» **TASK REQUIREMENTS**
Write the records out again exactly, leaving no images in.

Excerpt from a dataset
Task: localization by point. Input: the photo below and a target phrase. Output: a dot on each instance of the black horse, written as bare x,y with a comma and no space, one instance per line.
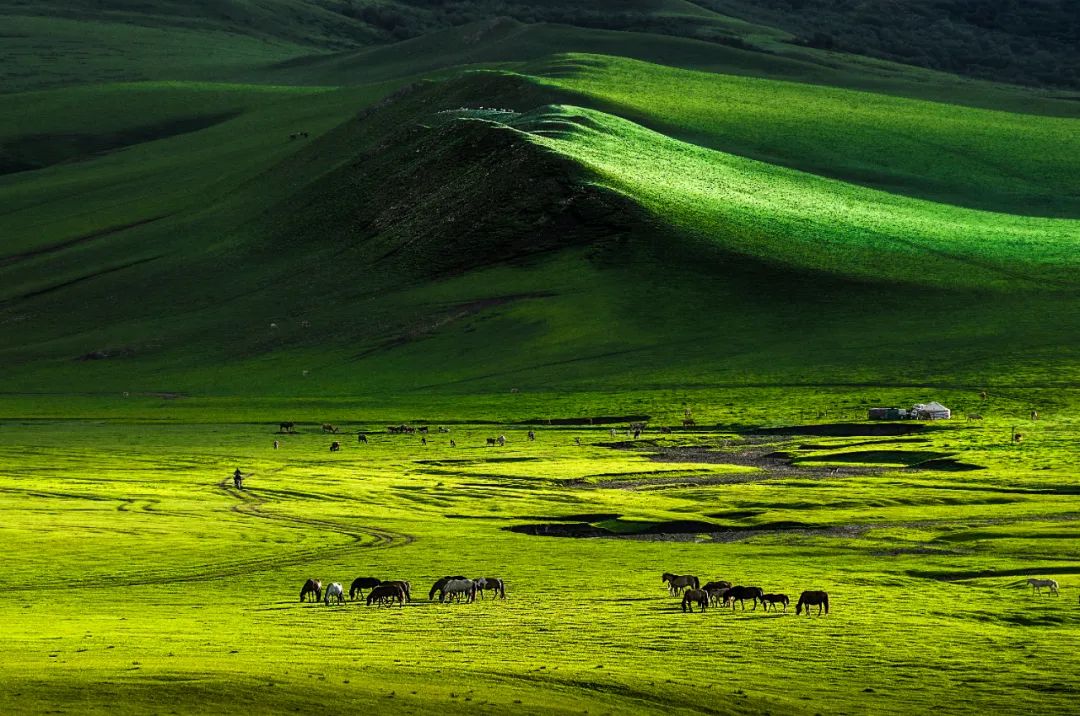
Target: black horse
774,599
437,586
811,598
741,593
362,583
388,594
311,588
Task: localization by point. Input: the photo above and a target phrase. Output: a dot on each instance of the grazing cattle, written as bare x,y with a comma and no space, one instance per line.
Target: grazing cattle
740,594
362,583
1037,585
774,599
334,592
810,598
694,596
678,582
388,594
312,588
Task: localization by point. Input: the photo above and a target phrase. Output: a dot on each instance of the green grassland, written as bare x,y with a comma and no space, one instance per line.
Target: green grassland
508,225
136,578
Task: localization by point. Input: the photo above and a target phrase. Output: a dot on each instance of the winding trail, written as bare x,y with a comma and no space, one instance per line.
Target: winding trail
250,505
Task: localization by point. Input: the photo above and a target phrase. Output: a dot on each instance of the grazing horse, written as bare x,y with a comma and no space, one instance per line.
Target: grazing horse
811,598
388,593
311,588
678,582
406,588
715,590
334,592
362,583
774,599
692,596
439,586
740,594
1037,585
494,583
459,588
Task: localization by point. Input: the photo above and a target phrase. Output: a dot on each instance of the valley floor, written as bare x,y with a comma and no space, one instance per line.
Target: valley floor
136,579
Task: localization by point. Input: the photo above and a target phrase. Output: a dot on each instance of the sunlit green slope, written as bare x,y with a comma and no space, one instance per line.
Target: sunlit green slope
424,245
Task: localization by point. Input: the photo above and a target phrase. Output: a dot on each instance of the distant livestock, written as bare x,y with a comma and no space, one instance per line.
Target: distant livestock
678,582
1038,584
812,598
312,590
334,592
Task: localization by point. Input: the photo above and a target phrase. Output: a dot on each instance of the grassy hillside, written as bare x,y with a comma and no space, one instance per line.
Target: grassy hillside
420,244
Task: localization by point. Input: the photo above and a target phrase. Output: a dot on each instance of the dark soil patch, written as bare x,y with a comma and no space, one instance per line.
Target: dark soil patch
848,429
597,420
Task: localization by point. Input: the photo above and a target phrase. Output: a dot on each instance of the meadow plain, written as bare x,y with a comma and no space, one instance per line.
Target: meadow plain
137,576
218,216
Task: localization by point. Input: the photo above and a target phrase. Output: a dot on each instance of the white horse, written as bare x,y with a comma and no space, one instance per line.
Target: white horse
459,588
1037,585
336,592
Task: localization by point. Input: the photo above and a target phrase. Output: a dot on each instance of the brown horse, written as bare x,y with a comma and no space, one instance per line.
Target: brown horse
810,598
774,599
678,582
692,596
312,588
388,593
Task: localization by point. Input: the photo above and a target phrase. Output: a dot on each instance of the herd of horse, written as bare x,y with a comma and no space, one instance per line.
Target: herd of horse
724,593
397,591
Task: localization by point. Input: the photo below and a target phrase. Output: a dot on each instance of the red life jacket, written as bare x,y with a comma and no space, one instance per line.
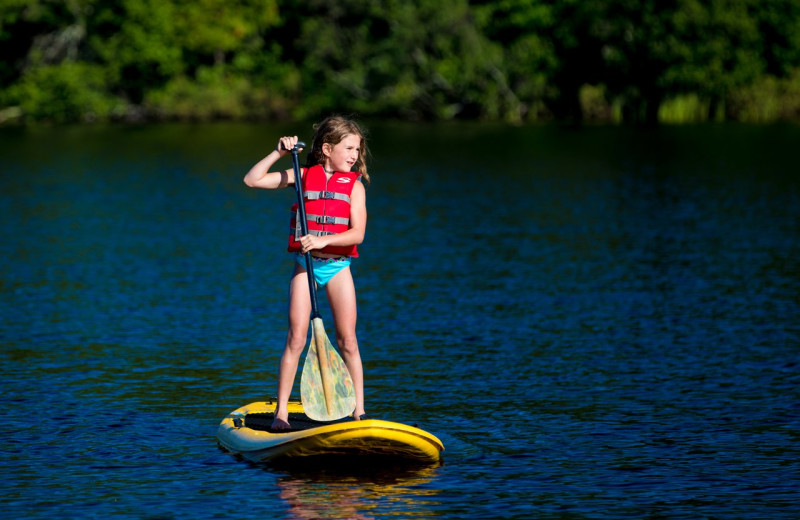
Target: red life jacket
327,205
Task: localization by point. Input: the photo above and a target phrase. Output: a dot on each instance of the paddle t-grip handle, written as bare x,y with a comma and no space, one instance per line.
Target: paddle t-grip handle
300,144
301,214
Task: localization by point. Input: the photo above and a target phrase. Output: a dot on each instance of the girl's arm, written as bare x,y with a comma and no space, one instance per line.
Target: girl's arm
259,175
358,225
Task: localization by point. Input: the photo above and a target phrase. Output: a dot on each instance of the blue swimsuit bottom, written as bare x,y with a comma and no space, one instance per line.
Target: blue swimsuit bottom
324,268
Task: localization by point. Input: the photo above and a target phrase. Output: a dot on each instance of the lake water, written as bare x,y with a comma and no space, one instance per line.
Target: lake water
597,323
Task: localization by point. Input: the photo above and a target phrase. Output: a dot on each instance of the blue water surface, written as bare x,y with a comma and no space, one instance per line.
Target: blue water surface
598,322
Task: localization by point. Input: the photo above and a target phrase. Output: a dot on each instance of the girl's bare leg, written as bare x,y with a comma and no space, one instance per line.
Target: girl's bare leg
342,299
299,311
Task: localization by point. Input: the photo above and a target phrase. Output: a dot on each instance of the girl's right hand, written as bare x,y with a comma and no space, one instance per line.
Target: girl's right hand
285,145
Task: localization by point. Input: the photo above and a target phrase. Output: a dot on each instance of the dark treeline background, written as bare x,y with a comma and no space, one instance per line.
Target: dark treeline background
507,60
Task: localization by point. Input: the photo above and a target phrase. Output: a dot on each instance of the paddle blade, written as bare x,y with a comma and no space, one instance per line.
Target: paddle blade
326,388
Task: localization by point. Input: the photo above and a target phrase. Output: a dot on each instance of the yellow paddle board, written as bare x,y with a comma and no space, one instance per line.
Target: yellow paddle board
246,432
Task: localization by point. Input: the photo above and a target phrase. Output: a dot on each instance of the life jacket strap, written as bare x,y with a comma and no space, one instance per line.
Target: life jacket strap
329,195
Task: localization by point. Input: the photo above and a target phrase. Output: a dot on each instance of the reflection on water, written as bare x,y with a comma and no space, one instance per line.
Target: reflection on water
358,492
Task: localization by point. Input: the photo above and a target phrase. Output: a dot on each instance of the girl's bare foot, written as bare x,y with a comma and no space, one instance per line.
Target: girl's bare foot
280,424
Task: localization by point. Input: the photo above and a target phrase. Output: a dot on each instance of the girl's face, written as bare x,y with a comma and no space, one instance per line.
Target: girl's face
342,156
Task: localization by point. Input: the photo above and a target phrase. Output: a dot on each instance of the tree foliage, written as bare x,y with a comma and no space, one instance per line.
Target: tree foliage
511,60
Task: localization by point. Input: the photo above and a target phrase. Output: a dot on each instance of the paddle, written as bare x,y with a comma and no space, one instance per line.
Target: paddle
326,388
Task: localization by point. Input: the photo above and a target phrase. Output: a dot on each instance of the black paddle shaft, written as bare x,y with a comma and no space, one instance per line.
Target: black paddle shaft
301,214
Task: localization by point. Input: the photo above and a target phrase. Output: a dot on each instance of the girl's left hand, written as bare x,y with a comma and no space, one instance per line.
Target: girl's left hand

» **ANSWER FOR THIS EXERCISE**
Task: localization by point. Input: the photo below and a target phrase. Output: a dot on each instance of the black horse, written as bare x,y with a comma and no space, one instance per line.
Target: black horse
774,599
437,586
811,598
741,593
362,583
388,594
311,588
Task: localization by point. Input: the photo above and a target phrase. Output: a dot on each instance of the grazing cattle, written as bare x,y with a comma and no space, one instance per line.
Target: grazing cattle
740,594
362,583
1037,585
774,599
334,592
810,598
694,596
678,582
388,594
312,588
Task: localization by point. Input: the photo above and a target phrase. Output: a dot on each instance of the green grassland, written as bare x,y with a comma and no space, one instance per line.
Target: green grassland
508,225
136,578
Task: localization by point. Input: the photo above and a target phrase. Output: a dot on each instance of the winding trail, written as bare x,y with a comma and no space, one instance per line.
Target: winding trail
250,505
Task: localization by point. Input: the photo above and a target phrase. Output: a dot on each instance of the grazing horse, written as bare x,y with a comma and no space, one instance per line.
Target: grazing horse
811,598
388,593
311,588
678,582
406,588
715,590
334,592
362,583
774,599
692,596
439,586
740,594
1037,585
494,583
459,588
Task: localization by point. Input: the photo above and a target phrase. Output: a dot on each instance of the valley floor, written as bare x,y with a comma and no space, one instance per line.
Target: valley floor
136,579
Task: localization by point. Input: the photo above and a target phrase. Output: a dot on each instance of the sunlit green slope, written as bare x,y with a comma and no space, one instance per line.
Target: sunlit green slope
424,245
Task: localization by point. Input: the photo above and a target phrase. Output: a dot on each instance of the distant livestock, written as bare x,y with a comma and no space, one instance per line.
Target: distant livestock
678,582
1038,584
812,598
312,590
334,592
Task: localization by point. Input: the photo above and a target phrase. Output: a dot on each instance of the grassy hillside, written as bare x,y with a comma and no space, one instance per line.
Target: grassy hillside
420,244
Task: localization by point. Input: the photo above and a target phrase. Output: a dot on each instance of the dark soil patch, written as bare x,y with a comma and no space, one instance per line.
Target: dark soil patch
848,429
597,420
Task: localization by point. Input: the photo above and a target phrase. Output: a dot on each instance of the meadow plain, written as bare x,y with a comma and no space, one instance per line.
Target: meadow plain
137,576
218,216
Task: localization by point. Input: the photo above and a target phrase. Output: a dot on each instance of the white horse, written as bare x,y with a comma and no space, one instance per line.
Target: white horse
459,588
1037,585
336,592
Task: localization by point. Input: the photo above and a target phrase. Output: a dot on each instance of the brown horse, written as bare x,y with a comma and no space, one instance per line.
Target: brown horse
810,598
774,599
678,582
692,596
312,588
388,593
Task: localization by point. Input: the photo above and a target phrase. Output: a dot on each instance of the herd of horse, written as bare x,y with a comma and no space, one instance per line.
Target: herd of horse
724,593
397,591
Task: localization by point. Input: the photo below and a target phrase. Output: a dot on each instance of the red life jacket, written as bare x,y with a comma and no space, one instance per line.
Target: red life jacket
327,205
Task: localization by point. Input: the photo above and a target phrase. Output: a dot on each instance of the paddle t-grip handle, written as bare x,y with a comma and no space, one instance per line.
Target: paddle t-grip handle
300,144
301,214
Task: localization by point. Input: the photo above and a target phrase. Output: a dot on each instance of the girl's arm, written as bare x,y with a comma and no space, one instance per line.
Target: girl's arm
259,175
358,225
Task: localization by point. Input: the photo above and a target phrase. Output: a dot on each instance of the blue swimsuit bottom, written as bare x,y with a comma and no space, one instance per line.
Target: blue swimsuit bottom
324,268
Task: localization by point. Input: the photo above and a target phrase. Output: a dot on each instance of the lake water, written as bare x,y with a comma and no space, one instance per line.
Target: lake water
597,323
Task: localization by point. Input: the photo above and a target phrase. Output: a dot on each instance of the blue water surface, written as bare x,y with a comma and no space, one instance per line.
Target: blue water surface
598,322
Task: localization by point. Input: the photo above and a target phrase. Output: a dot on each instance of the girl's bare leg, written as bare x,y with a comma and no space, one instance per line.
Target: girl's bare leg
342,299
299,311
Task: localization by point. Input: the photo above and a target phrase. Output: a dot on each instance of the girl's right hand, written as bare x,y with a comma and no space, one instance per line.
Target: girl's right hand
285,145
Task: localization by point. Input: the photo above and a target phrase. Output: a dot on each instance of the dark treeline background, written as bare x,y with a comma and no space, one instance per line.
Target: dark treeline background
507,60
Task: localization by point. Input: the photo above and a target phrase. Output: a dot on each instance of the paddle blade, written as bare x,y with a comma and no space, one instance per line.
Target: paddle blade
326,388
Task: localization by point. Input: the photo above and a target phrase. Output: a dot on each instance of the yellow paddle board, written as bare x,y with a comma and no space, one instance per line.
Target: yellow paddle board
246,432
Task: localization by point. Input: the photo above and a target phrase. Output: a dot on each instance of the life jacket strap, written as bare x,y with a comma and no space, one instance per line.
Target: life jacket strap
329,195
Task: localization by point. Input: the photo above and a target phrase. Output: a dot on each instance of the reflection on water, written as bare x,y with a comma and no space, one instance per line.
Target: reflection on water
358,492
Task: localization by point. Input: the photo above and a target phrase. Output: a dot on each instance of the girl's bare foot, written as bare x,y with a comma and no space, one instance per line.
Target: girl's bare foot
280,424
Task: localization by point. Input: the photo above and a target phrase. Output: a dot on each instance of the girl's face, written as bare x,y with a comma and no space, one instance per line.
Target: girl's face
342,156
Task: localization by point. Input: the photo above and a target phrase. Output: a dot on each instance of the tree foliage, written as bare x,y with a comma and no space, one instance per line.
Target: tree foliage
511,60
Task: localization by point. Input: the photo above and a target phrase. Output: a dot on each instance of the paddle, written as bare x,y with a comma and no space, one instance per line.
Target: paddle
326,388
Task: localization by point. Input: the photo above and a target phrase. Output: a dot on each instance of the black paddle shaft, written as bare x,y with a comma and no space, one instance per line.
Target: black paddle shaft
301,214
Task: localization by point. Input: the photo above and a target phrase. Output: a dot on each instance of the girl's left hand, written as bare x,y with a comma and no space, one instance per line.
Target: girl's left hand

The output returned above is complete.